DOCUMENT PASSAGE »
————

We’re just 24 hours away from the official return of the ECHL season and Idaho Steelheads hockey. There are some familiar faces back at CenturyLink Arena this season, but Friday night will feature a very different team than the squad that last took the ice in April.
Ex-head coach Brad Ralph has moved on and is now the head coach for the Western Hockey League’s Kelowna Rockets, the team’s top four scorers from last season are no longer on the roster, and there is an entirely new goaltending tandem between the pipes.
So before you head into Downtown Boise to watch the Steelheads take on the Rapid City Rush, let’s get to know the 2015-16 Steelheads a little bit better.
Size and Speed
The Steelheads have a familiar face in a brand new role behind the bench, as Neil Graham moves from the assistant coach’s office down the hall to the Big Chair. With Graham as head coach, along with new Assistant Coach Gord Baldwin, the Steelheads front office has already put an emphasis on one phrase echoed again and again- “size and speed.”
Graham wants a team that can throw its weight around and gets on opponents quickly, and we saw both during last weekend’s preseason games with a quick-strike forward group. Across two games against the Utah Grizzlies, 14 Steelheads recorded at least a point.
Colton Beck returns after a strong second-half of his rookie season, in which he scored 13 goals and 28 points following the All-Star Break. He’s the leading scorer returning from last season, with Wade MacLeod, Alex Belzile, Jason Bast, and Brett Robinson all moving on in their hockey careers. Graham has done his best to replace that scoring punch, and he landed some promising producers in his first off-season.

————

WORK TO COMPLETE »
1 – Reproduce word for word everything in the records below, from the line containing "job: yellow wooden building" down to the line containing "Trace the outline of every instance of the yellow", including both of those lines.
2 – Carry on the Idaho Steelheads 2015-16 season preview above, picking up after its last sentence.

Saved items from a collection
————

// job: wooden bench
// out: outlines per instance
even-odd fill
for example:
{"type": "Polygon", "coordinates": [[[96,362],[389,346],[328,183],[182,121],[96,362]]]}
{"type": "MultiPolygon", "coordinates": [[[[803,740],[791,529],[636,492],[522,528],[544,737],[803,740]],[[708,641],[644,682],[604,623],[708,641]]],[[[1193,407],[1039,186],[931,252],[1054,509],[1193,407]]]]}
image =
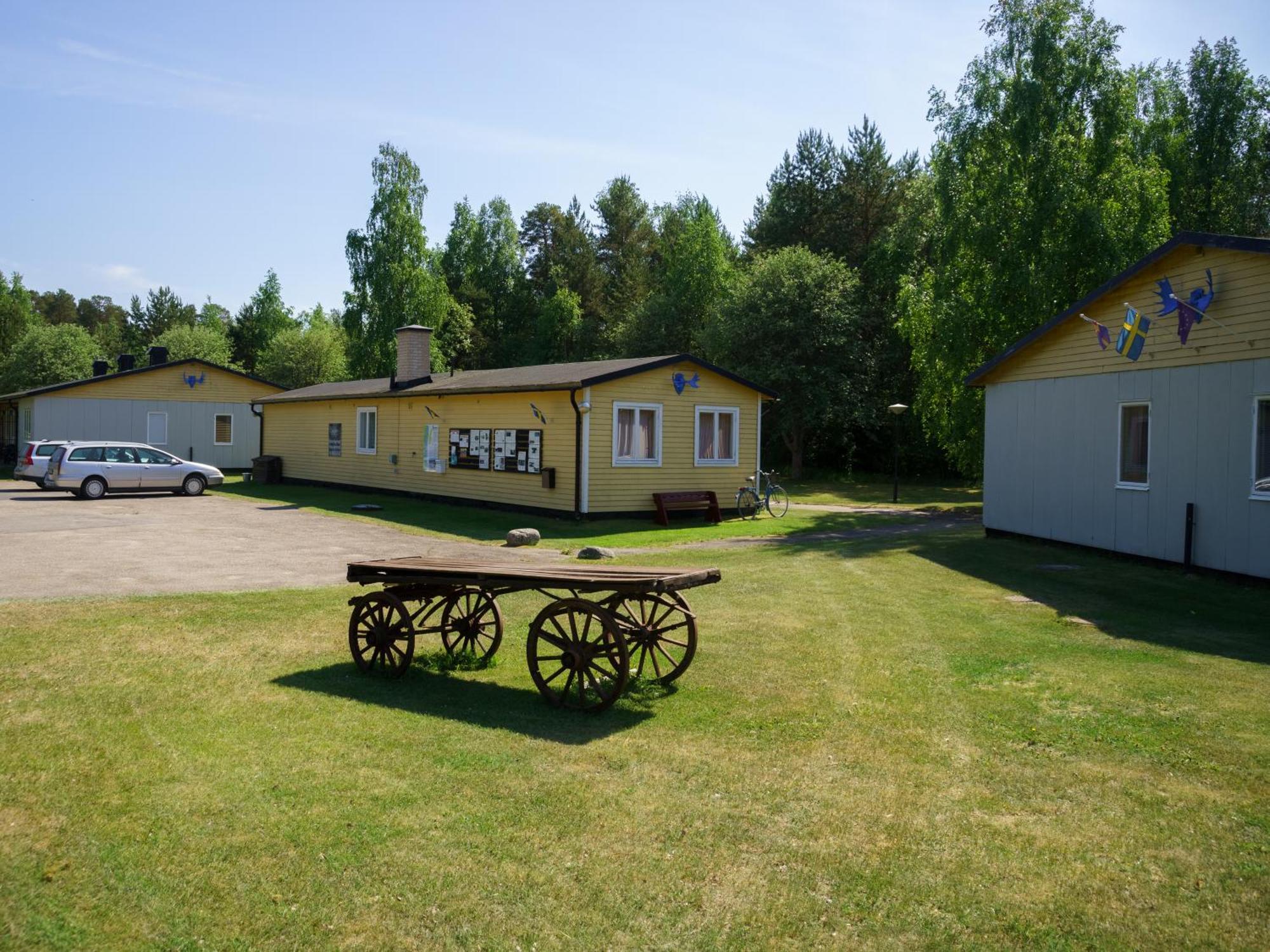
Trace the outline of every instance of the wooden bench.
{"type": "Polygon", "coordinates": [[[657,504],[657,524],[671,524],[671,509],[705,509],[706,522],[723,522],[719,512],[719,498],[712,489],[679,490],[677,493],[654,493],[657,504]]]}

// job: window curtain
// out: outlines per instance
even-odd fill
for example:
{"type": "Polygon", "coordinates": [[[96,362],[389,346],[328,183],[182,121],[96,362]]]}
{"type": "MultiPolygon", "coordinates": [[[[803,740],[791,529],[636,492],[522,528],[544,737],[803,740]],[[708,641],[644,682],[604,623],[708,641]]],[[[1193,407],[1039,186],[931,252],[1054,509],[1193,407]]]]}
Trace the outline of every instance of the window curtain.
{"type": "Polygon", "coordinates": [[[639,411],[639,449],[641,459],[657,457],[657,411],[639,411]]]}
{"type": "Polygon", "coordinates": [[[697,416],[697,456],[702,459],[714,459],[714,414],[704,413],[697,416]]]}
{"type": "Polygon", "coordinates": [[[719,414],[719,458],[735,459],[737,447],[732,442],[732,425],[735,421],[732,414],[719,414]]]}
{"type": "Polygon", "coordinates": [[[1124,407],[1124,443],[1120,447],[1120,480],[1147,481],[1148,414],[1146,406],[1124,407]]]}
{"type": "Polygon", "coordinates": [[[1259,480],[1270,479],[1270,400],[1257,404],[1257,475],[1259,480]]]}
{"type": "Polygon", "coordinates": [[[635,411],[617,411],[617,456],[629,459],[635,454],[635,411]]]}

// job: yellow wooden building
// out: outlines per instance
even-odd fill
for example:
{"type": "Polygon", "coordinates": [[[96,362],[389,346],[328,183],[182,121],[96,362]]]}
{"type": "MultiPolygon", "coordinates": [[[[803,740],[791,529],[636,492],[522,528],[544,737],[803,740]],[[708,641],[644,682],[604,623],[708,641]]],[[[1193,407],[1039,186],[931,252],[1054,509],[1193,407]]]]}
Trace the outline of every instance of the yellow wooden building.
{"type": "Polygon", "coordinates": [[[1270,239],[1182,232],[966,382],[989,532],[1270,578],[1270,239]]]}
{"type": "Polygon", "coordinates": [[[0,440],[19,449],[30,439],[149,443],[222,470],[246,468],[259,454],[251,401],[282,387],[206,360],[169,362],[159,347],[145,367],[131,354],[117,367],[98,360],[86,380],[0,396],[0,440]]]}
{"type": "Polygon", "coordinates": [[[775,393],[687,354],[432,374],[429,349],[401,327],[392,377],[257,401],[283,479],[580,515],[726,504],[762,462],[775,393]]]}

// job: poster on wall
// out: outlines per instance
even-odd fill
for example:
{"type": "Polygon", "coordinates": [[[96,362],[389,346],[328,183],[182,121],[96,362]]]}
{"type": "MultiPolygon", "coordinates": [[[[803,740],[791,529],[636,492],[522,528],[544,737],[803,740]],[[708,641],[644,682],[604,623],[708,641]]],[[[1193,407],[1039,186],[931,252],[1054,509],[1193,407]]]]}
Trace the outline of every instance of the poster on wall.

————

OUTPUTS FOR THE TASKS »
1 –
// job: yellow wooden building
// out: outlines per instance
even-odd fill
for example:
{"type": "Polygon", "coordinates": [[[96,362],[389,346],[328,183],[182,121],[96,362]]]}
{"type": "MultiPolygon", "coordinates": [[[[803,740],[791,529],[636,492],[522,528],[544,737],[803,740]],[[708,641],[644,682],[604,623],[708,641]]],[[[1193,407],[1039,186],[931,252],[1054,509],[1193,407]]]]}
Trace the outline of every instance of the yellow wooden building.

2 –
Carson McMillan and Brandon Magee have skated on a line with Beck for much of training camp. Magee is in Idaho on an AHL contract signed in early October with the Texas Stars after collecting 264 points in 318 games in the Western Hockey League. McMillan, one of two veterans on the roster, has 16 games of NHL experience with the Minnesota Wild and scored five goals and 14 points in 22 ECHL games with Orlando last season.
While that line has the potential for high-flying speed and play-making, it was another line with a returning leader and a bit more sandpaper that had eye-opening success in the preseason. Rob Linsmayer plays a heavy game that has meshed nicely with Emil Molin and Taylor Peters, two players on NHL contracts that can work wonders with the space created by Linsmayer’s physical approach. The line combined for four goals and four assists in the team’s first preseason game.
The Steelhead blue line also offers no lack of speed and grit, with newcomers Daniel Johnston and returner Shawn Boutin eager and able to jump into the play and join the offense for Idaho and Corbin Baldwin and Andrew Panzarella providing a physical edge.
“Character Players”
With loads of potential on the Steelheads roster, there is also considerable youth. Ten players on the team qualify as rookies this season, including one of the team’s two goaltenders. Forwards Damian Cross, Chance Braid, and Quinn Smith have been skating together as a line for much of camp but will all be stepping on the ice for their first pro game when Graham inserts them into the lineup. Despite the impressive stints that Jake Rutt and Zack Kamrass had on the Steelheads blue line at the end of last year, they have combined for only 18 pro games. Cole Martin and Panzarella will play their first games.
With so many players adjusting to professional life simultaneously, they had each better be made of the right material. And they’d better have the right exerienced players around them.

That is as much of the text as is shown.